▶ [Complete the following]:
1. In the trading bot thread, how long does the reply say proper DD on a company takes?
2. Please output everything in the trading bot thread from "Would you pay" down to "the DD process.".

▶ [Excerpt]:
==================================================
Would you pay to be able to build your own trading bot (automated system)? - b5er
I&#x27;m curious as to how much you&#x27;d be willing to pay, if at all, for a platform that allows you to automate your trading process.
======
AlexAmee
No because there isn't much to automate.

I takes me about 40 hours to do proper DD on a company. It depends if I know
the sector well, if not then even more. The actual trade is just hitting the
sell/buy button.

That's once in a month.

I don't think I could ever automate the DD process.

You can come up with good AI and amazing algos but at the end of the day, a
doctor knows more about the ill person just by looking at him/her for a few
seconds, I feel like it's the same with trading/investing.

If I automate the valuation, I lose the connection to a company and its
numbers. Another example would be insider transactions, there is a difference
how you evaluate insider trading, it depends on the company and its market
cap, the sector, and the management.
==================================================
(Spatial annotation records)
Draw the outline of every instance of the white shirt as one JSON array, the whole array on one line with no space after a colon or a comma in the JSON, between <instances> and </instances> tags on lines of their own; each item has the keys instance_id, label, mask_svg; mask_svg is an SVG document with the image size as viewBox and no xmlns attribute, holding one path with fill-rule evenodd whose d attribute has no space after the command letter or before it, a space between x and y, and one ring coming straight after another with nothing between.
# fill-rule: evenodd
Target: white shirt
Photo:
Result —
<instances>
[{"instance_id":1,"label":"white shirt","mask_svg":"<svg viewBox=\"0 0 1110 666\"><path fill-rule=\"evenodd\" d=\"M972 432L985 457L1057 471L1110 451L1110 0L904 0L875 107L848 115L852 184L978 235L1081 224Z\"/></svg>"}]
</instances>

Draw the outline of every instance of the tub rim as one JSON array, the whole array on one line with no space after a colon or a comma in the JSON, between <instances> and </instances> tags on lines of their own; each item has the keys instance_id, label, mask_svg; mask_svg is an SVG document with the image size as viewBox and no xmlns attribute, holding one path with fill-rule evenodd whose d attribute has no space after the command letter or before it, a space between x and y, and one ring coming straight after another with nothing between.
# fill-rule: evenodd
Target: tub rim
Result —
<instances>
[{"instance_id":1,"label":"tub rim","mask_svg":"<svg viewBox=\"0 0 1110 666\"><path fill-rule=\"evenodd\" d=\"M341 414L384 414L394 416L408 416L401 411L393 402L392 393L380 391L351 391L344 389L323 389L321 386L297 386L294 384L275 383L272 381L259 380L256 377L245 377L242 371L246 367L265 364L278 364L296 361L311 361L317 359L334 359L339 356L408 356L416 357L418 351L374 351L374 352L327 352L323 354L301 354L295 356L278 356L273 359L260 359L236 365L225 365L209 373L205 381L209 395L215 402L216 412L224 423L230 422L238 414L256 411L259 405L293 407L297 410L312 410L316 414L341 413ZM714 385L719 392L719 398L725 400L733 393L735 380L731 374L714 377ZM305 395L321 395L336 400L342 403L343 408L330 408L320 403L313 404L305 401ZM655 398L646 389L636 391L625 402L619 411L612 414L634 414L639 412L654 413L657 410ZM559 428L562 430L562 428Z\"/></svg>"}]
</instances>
==================================================
▶ [The replies]:
1. About 40 hours.

2.
Would you pay to be able to build your own trading bot (automated system)? - b5er
I&#x27;m curious as to how much you&#x27;d be willing to pay, if at all, for a platform that allows you to automate your trading process.
======
AlexAmee
No because there isn't much to automate.

I takes me about 40 hours to do proper DD on a company. It depends if I know
the sector well, if not then even more. The actual trade is just hitting the
sell/buy button.

That's once in a month.

I don't think I could ever automate the DD process.